*WHAT TO DO:* Carry on the diary entry about the ship's transit through Gatun Lock, picking up right after its last sentence.

*PASSAGE GIVEN:*
The show was excellent; most of the humour was new and modern with just a couple of jokes stolen from other comedians. They were funny anyway and he was very good working an audience. Definitely worth seeing I think.

 

Slept well in anticipation of today’s transit and I woke at about 4.30 which was our scheduled departure time, we ultimately backed off the berth at 5.30 and we are now heading down the river/channel that will lead to the first lock, Gatun. The sun is just rising and the sky is high with wispy clouds, anywhere else I would predict a nice day, here I think it will be very warm and rainy, we shall see.

 

The channel is about 100 yards wide with a row of green flashing lights every 50 yards in the centre to divide the traffic. We arrived at Gatun Lock as scheduled at 6.45am and were assigned to the West Channel. In the other one is a big RORO car transporter which is one of those ships with a vertical stern that looks as though it has been cut in half. It is truly massive. Immediately behind that is the Zuiderdam which is doing a partial transit where the ship comes through this lock and moors in Gatun Lake where passengers are able to get off and go on tours and things. It is rather like sitting in a steam room, very humid indeed and about 82 degrees and it is not 8am yet. No wonder so many men died constructing this edifice. The rain forest is only a yard beyond the security fence and I am sure that it would re-establish itself within a couple of months if it were allowed to.

*MATERIAL SUPPLIED:*

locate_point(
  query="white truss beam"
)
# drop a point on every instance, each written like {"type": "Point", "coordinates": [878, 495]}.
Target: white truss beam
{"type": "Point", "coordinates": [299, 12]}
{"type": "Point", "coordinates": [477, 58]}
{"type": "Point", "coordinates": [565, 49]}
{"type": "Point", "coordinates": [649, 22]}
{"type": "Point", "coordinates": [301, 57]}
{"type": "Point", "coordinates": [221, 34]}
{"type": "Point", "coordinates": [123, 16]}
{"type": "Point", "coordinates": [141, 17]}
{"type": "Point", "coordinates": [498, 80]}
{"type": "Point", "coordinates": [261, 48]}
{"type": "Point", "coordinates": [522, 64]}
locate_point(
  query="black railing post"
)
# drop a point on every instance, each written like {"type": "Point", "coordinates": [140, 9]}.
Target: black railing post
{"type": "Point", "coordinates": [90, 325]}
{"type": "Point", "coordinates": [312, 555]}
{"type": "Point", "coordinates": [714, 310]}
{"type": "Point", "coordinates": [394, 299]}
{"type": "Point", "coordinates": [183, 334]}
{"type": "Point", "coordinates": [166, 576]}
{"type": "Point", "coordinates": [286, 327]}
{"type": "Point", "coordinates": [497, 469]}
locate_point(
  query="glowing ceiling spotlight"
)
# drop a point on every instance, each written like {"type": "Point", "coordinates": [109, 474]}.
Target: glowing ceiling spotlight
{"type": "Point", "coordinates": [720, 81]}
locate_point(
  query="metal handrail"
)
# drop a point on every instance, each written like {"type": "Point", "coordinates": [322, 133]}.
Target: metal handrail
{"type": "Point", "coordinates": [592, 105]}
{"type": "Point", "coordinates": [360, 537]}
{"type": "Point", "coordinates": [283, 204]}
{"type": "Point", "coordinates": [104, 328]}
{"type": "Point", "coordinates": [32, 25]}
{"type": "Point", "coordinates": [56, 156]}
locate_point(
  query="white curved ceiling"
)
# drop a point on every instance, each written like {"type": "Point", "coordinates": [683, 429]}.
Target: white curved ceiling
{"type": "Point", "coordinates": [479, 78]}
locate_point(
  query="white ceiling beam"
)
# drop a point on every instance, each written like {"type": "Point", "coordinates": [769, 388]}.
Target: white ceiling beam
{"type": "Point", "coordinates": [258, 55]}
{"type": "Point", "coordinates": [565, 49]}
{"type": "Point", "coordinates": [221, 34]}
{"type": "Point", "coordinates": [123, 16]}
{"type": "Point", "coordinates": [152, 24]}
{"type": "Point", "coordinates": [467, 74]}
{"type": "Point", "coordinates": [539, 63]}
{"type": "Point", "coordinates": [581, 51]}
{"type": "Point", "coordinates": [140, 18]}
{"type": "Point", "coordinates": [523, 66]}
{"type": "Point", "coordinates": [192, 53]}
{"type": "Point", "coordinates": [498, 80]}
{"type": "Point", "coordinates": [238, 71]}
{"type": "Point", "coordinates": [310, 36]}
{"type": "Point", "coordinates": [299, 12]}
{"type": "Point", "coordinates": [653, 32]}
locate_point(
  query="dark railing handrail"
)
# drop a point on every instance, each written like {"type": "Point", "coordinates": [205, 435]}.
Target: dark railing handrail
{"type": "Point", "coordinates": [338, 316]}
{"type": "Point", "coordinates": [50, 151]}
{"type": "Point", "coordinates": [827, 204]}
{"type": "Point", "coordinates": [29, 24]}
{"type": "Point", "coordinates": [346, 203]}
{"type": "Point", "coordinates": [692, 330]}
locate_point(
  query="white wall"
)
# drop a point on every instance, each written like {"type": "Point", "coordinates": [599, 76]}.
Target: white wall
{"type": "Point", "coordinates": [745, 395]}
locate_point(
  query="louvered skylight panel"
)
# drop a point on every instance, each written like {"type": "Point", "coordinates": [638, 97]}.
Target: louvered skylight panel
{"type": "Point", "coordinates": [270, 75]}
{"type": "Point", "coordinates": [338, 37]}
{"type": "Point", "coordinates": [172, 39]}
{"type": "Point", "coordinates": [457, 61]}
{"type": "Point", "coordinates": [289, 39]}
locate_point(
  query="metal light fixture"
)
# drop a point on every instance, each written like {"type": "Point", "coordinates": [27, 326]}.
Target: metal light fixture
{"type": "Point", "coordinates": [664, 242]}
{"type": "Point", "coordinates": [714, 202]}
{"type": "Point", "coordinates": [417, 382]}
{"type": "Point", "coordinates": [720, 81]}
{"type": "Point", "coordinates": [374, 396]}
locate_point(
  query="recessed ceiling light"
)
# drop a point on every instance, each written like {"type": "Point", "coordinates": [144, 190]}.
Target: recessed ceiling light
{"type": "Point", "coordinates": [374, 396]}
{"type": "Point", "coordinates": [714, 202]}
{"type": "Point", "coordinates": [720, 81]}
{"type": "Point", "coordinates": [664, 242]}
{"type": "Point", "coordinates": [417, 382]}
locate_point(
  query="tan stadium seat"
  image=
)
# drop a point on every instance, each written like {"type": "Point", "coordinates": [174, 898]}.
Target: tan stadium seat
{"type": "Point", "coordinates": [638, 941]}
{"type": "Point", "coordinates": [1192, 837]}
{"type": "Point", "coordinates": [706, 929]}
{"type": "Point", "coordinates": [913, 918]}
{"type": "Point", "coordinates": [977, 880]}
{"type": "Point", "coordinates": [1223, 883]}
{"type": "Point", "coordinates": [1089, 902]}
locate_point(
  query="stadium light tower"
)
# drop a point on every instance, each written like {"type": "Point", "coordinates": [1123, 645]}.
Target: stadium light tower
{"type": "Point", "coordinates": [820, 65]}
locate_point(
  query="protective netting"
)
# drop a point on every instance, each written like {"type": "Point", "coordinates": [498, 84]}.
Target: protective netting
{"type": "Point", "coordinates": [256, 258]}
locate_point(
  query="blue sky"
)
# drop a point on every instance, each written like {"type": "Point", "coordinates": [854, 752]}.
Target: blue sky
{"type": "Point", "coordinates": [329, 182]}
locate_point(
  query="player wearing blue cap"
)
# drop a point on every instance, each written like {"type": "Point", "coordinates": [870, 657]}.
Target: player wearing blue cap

*EXERCISE RESPONSE:*
We are at the top level of the Gatun Lock just waiting for the level to rise to allow us to exit into the Lake. This lake has a coastline of 1100 miles and was created by flooding a valley to provide water for the locks. There are a number of islands dotted about the lake and of course they are the tops of hills that existed prior to the flooding. When constructed it was the largest man made lake in the world and that record was only broken by Lake Mead when the Hoover Dam was built. The ship’s decks are packed and people are being very territorial even allowing anyone access to take a photo. The truth is that having been in one lock, all the rest are identical until we reach Miraflores lock when we enter at the highest point and then descend in two steps to the Pacific level.

 

We have come back to our cabin and can see perfectly well. On that point if I were repeating this trip I would definitely book a portside balcony as we have had the best views of things consistently, and if I were on this ship I would get a cabin forward of the forward stairs as everything that we have wanted seems to be accessed from this stairwell.

 

The rain has just started again and although it does look like a shower, but rain is rain. The lake is absolutely silent and so very peaceful.

 

A little canal trivia is that it runs north to south rather than the logical east-west, and the lock gates stand eight storeys high which makes them the largest in the world.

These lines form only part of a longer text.